** TRECHO DO TEXTO **
⟨

A família Scartezini deu outro nome para a Fazenda Guariroba: Sítio São Francisco. E durante muitos anos, a casa antiga recebeu amigos, conhecidos, desconhecidos, gente que tinha notícias de que em algum ponto da DF-180, entre Samambaia, Taguatinga e Ceilândia, havia uma fazenda cheia de frutas, jaboticabas, em especial. ;Até Francisco Cuoco apareceu por aqui;, conta, rindo, Ana Lúcia, filha do médico. Numa de suas vindas a Brasília, possivelmente para alguma apresentação teatral, o ator teve um mal-estar e foi atendido no Hospital de Base, onde Scartezini trabalhava. Do socorro médico, Cuoco foi levado para um passeio à chácara.

O começo
A vida profissional do dono da Fazenda Guariroba começou e terminou em Brasília. Mineiro de Jacutinga, Manoel Scartezini fez os primeiros estudos em Goiânia e cursou medicina no Rio de Janeiro. Quando concluía o curso, em 1958, soube que ;um maluco chamado Juscelino Kubitschek estava construindo uma nova capital;. Desde antes, Scartezini havia decidido que, depois de formado, voltaria para Goiás e se dedicaria a atender as populações interioranas. Mas o projeto de JK mudou parcialmente seus planos. Veio para Goiás, porém para a capital. ;Brasília estava me esperando e eu vim pra cá esperar por ela;, ele diz, poeticamente.

O jovem médico foi trabalhar no HJKO, o Hospital Juscelino Kubitschek de Oliveira, um conjunto de galpões e casas de madeira próximo à Cidade Livre e que hoje abriga o Museu Vivo da Memória Candanga. Um dos primeiros a chegar a Brasília, Scartezini foi morar no alojamento próximo ao hospital. ;Muitas vezes eu ia à noite para os fundos do alojamento e ficava olhando as luzes do Plano Piloto e pensando como é que seria Brasília;, ele se recorda, aos 80 anos. Imaginava, nos primeiros anos, que a nova capital seria uma cidade organizada, ;mais honesta, livre dos vícios de outras capitais;. Mas parece não se amargurar de todo com o destino de Brasília, 50 anos depois. Ela é hoje ;o que foi possível;.

Seus 36 anos de exercício profissional foram dedicados, depois do fechamento do HJKO, ao Hospital de Base. Urologista de formação, parteiro no tempo da construção por força da necessidade, Scartezini se transferiu para a radiologia até se aposentar, no início dos anos 1990. A casa da Fazenda Guariroba continuou sendo a utopia da família. Uma das filhas, Ana Lúcia, se casou na capelinha e alguns netos também foram batizados lá. Mas agora, quem mora lá é Emanuel, um dos filhos. Veterinário, ele pretende transformar a casa centenária num museu vivo para ser integrado ao roteiro turístico rural de Brasília.

Mas há algumas etapas a vencer, uma delas, fundiária e outra, histórica. A família ainda não conseguiu regularizar a propriedade. Emanuel diz que pretende ir esta semana a Corumbá de Goiás pesquisar a origem fundiária da terra. ;Consta que a Fazenda Guariroba ia daqui a Luziânia;, diz o veterinário, que se lembra do entusiasmo com que o historiador Paulo Bertran visitava a casa. Um desenho a bico de pena da sede está na página 191 de História da terra e do homem no Planalto Central, livro mais importante de Bertran.

⟩

** LINHAS EXIBIDAS **

⟨

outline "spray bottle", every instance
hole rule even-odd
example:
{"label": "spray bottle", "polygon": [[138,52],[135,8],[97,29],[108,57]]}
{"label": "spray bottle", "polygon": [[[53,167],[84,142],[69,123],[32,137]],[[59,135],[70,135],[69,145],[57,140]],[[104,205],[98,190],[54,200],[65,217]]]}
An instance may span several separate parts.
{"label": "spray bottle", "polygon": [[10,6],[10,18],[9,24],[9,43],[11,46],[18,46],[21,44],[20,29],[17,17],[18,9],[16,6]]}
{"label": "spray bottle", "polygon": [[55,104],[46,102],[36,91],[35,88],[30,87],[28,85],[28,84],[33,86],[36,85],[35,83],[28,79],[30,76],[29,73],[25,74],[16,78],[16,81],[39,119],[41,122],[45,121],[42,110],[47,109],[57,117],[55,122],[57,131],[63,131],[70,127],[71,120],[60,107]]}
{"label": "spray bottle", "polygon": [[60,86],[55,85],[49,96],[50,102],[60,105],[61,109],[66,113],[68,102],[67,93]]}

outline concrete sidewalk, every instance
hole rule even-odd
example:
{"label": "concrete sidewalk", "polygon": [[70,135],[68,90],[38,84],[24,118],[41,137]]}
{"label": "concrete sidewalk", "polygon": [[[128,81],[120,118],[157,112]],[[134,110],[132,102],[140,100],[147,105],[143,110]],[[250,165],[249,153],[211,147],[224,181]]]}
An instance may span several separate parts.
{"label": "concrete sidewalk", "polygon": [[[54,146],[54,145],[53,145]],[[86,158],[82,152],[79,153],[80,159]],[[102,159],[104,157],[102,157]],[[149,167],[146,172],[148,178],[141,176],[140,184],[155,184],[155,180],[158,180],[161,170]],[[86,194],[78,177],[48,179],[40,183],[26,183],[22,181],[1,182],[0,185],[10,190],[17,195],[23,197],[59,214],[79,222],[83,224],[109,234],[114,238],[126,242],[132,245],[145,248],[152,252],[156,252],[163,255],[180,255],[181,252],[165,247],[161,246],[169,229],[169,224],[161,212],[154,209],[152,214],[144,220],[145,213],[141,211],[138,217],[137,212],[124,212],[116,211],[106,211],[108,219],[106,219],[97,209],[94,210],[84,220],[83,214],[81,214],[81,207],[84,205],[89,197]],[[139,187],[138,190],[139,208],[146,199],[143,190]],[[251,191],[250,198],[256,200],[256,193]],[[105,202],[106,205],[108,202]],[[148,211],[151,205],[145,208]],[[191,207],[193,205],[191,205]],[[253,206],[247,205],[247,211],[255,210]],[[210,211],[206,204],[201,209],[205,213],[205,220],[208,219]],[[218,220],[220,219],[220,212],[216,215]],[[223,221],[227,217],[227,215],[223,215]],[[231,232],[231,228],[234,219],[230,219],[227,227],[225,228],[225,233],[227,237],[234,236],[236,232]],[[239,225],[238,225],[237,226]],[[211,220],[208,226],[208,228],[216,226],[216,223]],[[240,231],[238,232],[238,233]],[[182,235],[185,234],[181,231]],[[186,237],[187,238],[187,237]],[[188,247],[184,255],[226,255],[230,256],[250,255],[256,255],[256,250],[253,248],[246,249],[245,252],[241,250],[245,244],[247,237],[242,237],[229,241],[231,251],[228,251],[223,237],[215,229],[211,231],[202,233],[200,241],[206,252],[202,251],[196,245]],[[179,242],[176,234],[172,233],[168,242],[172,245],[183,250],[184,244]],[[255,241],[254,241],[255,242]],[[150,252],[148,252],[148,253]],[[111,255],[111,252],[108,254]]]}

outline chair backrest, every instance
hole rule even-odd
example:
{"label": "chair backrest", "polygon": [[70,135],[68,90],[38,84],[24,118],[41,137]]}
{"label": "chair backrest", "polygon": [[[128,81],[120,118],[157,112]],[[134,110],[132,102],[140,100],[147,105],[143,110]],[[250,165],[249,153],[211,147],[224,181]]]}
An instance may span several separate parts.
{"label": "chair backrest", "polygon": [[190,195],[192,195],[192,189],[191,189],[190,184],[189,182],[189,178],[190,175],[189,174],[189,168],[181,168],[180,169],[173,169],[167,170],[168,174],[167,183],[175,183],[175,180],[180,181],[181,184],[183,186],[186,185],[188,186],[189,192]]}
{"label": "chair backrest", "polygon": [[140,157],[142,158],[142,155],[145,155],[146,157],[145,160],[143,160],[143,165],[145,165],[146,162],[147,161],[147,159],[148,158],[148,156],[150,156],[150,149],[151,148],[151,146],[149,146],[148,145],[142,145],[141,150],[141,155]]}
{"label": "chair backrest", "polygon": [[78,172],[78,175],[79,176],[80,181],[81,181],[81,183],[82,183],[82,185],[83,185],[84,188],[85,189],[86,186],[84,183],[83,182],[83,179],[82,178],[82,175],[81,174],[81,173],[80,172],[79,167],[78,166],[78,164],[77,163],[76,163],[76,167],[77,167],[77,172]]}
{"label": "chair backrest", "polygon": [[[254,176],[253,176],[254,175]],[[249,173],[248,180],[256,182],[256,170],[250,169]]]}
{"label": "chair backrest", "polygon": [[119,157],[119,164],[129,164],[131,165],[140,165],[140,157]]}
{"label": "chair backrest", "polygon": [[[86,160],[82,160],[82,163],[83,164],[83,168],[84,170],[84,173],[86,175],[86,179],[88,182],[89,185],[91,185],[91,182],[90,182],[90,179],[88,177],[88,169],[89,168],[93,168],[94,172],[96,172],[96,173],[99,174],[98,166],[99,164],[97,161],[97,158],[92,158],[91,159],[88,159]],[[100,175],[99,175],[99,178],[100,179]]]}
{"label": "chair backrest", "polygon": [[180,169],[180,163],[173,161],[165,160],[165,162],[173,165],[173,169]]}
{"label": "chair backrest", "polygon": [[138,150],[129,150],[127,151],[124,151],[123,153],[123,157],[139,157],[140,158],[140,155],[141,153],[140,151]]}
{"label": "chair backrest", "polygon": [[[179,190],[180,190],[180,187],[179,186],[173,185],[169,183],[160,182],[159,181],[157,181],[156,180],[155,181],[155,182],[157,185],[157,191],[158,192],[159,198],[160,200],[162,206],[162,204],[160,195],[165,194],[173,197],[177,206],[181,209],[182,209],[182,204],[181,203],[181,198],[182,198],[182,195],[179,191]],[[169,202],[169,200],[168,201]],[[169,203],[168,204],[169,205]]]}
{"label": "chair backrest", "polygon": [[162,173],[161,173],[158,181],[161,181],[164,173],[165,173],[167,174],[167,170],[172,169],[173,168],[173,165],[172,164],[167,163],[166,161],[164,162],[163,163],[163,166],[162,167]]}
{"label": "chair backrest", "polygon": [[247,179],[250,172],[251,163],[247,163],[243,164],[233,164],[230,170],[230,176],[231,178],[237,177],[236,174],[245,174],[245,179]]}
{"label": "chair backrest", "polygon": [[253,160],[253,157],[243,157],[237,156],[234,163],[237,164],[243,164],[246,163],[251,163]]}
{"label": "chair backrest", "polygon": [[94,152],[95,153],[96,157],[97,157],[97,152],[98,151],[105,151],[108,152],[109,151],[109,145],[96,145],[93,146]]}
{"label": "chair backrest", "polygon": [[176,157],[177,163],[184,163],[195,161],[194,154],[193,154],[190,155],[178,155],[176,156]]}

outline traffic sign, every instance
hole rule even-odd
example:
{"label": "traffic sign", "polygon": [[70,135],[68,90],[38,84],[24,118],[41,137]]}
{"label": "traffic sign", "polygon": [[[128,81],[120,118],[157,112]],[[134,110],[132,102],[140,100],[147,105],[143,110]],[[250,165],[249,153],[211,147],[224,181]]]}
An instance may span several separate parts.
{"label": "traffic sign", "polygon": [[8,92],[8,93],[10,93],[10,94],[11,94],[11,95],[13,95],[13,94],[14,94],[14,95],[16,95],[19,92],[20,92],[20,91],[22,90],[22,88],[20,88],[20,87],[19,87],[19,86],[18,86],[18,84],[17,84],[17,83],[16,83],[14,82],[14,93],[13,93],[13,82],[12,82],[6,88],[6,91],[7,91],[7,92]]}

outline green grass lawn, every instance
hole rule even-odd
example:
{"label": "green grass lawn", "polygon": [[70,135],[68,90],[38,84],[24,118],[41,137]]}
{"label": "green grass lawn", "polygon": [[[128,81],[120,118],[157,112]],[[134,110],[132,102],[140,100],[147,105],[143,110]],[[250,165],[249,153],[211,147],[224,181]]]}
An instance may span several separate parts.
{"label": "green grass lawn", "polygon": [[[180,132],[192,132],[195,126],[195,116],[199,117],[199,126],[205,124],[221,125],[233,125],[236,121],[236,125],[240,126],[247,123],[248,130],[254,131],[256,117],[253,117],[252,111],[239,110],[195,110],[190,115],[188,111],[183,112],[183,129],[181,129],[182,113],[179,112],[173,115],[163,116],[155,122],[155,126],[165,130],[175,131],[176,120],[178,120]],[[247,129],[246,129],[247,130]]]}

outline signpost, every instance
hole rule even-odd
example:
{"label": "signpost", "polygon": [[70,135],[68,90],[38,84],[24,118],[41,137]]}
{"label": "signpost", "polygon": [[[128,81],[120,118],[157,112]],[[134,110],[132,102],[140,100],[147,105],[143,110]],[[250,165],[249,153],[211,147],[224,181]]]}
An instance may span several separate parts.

⟩

** TAREFA 1 **
Segundo o trecho sobre a Fazenda Guariroba, por que Scartezini foi para a nova capital, e não para o interior de Goiás como planejava? Responda em até três frases.
** TAREFA 2 **
Copie do trecho sobre a Fazenda Guariroba a passagem que vai de "A família Scartezini" a "passeio à chácara.".

** RESPOSTA 1 **
Scartezini havia decidido que, depois de formado, voltaria para Goiás para atender as populações interioranas. Ao concluir o curso, em 1958, soube que Juscelino Kubitschek estava construindo uma nova capital, e esse projeto mudou parcialmente seus planos. Assim, veio para Goiás, porém para a capital.

** RESPOSTA 2 **
A família Scartezini deu outro nome para a Fazenda Guariroba: Sítio São Francisco. E durante muitos anos, a casa antiga recebeu amigos, conhecidos, desconhecidos, gente que tinha notícias de que em algum ponto da DF-180, entre Samambaia, Taguatinga e Ceilândia, havia uma fazenda cheia de frutas, jaboticabas, em especial. ;Até Francisco Cuoco apareceu por aqui;, conta, rindo, Ana Lúcia, filha do médico. Numa de suas vindas a Brasília, possivelmente para alguma apresentação teatral, o ator teve um mal-estar e foi atendido no Hospital de Base, onde Scartezini trabalhava. Do socorro médico, Cuoco foi levado para um passeio à chácara.